漫才師逆引き事典

東京漫才を彩った人々

相原義雄・早川みち子

相原義雄・早川みち子は戦前戦後活躍した夫婦漫才師。義雄がアコーディオンを持つ音曲漫才であったという。昭和末、落語協会系の寄席で活躍した女流漫才師・相原ひと美は実の娘。経歴はほとんど知れない漫才師の一組である。
東京漫才を彩った人々

星ススム・東陽子

星ススム・東陽子は戦後活躍した漫才師。男女コンビであるが夫婦ではない。星ススムは、曾我廼家一奴の弟子で、一楽といった喜劇役者で、戦後に漫才師に転向したベテラン芸人であったが、夭折した。東陽子は都上英二・東喜美江の弟子で、後年の太平洋子。大柄の巨躯を武器にした。
東京漫才を彩った人々

太平洋子・三升小粒

太平洋子・三升小粒は、高度経済成長期に活躍した漫才師。100キロ近い大女の太平洋子と小柄でヒョロヒョロの小粒との対比で人気を集め、落語協会系の寄席で活躍した。太平洋子はおデブタレントの先駆けとして活躍したが夭折。三升小粒は後年、「林家ライス」と改名し、妻の「カレー子」と共に環境漫才やいじめ防止漫才などを開拓した。
東京漫才を彩った人々

柳家語楽・大和家こたつ

柳家語楽・大和家こたつは戦前戦後活躍した夫婦漫才であるが、漫才よりも語楽演じる「膝人形」なる奇芸で人気を集めたという不思議な芸人である。晩年その芸が注目され、澤田隆治や木村万里に見いだされ、『花王名人劇場』や劇場などにも出演し、晩節の花を飾った。

**演習課題 1:**
次の記述(a)〜(c)が本文の内容と合っているか判定せよ。各項目について「はい」か「いいえ」で答え、根拠となる本文の語句をそのまま引用すること。
(a) 星ススム・東陽子は夫婦である。
(b) 相原ひと美は相原義雄・早川みち子の実の娘である。
(c) 三升小粒は後年「林家ライス」と改名した。
**演習課題 2:** 本文の「星ススム・東陽子は戦後活躍し」から「じめ防止漫才などを開拓した。」までを、一字一句変えずに書き写せ。

**抜粋データ:**
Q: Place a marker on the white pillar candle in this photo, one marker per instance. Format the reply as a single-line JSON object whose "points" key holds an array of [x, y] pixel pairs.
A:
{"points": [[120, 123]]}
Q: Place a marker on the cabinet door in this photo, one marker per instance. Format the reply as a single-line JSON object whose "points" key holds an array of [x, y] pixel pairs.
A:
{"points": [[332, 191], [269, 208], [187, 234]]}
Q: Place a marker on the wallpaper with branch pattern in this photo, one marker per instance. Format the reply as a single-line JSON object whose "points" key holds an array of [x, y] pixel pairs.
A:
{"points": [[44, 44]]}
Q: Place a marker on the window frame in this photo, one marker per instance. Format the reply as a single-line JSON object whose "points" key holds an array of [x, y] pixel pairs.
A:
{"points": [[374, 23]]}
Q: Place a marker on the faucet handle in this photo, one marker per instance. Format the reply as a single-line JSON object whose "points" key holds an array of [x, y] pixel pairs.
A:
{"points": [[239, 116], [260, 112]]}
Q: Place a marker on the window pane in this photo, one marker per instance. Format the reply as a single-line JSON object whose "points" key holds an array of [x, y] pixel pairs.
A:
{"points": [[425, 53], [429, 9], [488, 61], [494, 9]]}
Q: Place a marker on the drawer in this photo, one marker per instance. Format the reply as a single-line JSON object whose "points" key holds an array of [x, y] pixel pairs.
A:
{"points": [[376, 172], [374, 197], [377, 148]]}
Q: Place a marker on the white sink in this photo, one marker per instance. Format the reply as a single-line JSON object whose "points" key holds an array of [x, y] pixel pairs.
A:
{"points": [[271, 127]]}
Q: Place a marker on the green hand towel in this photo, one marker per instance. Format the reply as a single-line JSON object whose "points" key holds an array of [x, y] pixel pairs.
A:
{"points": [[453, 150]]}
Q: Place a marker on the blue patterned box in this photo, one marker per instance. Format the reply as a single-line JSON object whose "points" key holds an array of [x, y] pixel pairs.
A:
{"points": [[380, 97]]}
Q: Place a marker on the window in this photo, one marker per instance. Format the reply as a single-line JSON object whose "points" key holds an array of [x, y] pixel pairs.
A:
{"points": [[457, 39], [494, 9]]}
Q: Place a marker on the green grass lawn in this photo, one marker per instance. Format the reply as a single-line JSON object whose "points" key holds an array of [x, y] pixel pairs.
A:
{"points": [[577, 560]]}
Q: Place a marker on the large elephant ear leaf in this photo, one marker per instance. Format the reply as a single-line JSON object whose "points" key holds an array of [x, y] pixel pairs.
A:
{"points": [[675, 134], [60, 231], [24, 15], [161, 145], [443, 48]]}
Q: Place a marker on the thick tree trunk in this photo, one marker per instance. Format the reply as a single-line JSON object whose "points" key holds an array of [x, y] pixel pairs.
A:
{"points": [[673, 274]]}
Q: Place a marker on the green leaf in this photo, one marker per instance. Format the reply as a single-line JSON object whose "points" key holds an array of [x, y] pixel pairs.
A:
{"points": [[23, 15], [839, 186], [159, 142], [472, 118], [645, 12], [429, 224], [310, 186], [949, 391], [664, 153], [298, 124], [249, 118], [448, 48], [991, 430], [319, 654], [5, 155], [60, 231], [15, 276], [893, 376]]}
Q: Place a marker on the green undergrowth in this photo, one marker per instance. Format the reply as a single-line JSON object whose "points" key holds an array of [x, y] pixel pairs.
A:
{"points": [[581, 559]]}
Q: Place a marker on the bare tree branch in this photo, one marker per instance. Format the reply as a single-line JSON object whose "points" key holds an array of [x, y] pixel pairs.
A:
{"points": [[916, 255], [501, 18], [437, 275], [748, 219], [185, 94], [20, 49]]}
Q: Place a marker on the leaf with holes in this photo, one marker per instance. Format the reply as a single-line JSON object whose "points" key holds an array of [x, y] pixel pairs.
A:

**課題の解答 1:**
(a) いいえ。「男女コンビであるが夫婦ではない。」
(b) はい。「相原ひと美は実の娘。」
(c) はい。「三升小粒は後年、「林家ライス」と改名し」

**課題の解答 2:**
星ススム・東陽子は戦後活躍した漫才師。男女コンビであるが夫婦ではない。星ススムは、曾我廼家一奴の弟子で、一楽といった喜劇役者で、戦後に漫才師に転向したベテラン芸人であったが、夭折した。東陽子は都上英二・東喜美江の弟子で、後年の太平洋子。大柄の巨躯を武器にした。
東京漫才を彩った人々

太平洋子・三升小粒

太平洋子・三升小粒は、高度経済成長期に活躍した漫才師。100キロ近い大女の太平洋子と小柄でヒョロヒョロの小粒との対比で人気を集め、落語協会系の寄席で活躍した。太平洋子はおデブタレントの先駆けとして活躍したが夭折。三升小粒は後年、「林家ライス」と改名し、妻の「カレー子」と共に環境漫才やいじめ防止漫才などを開拓した。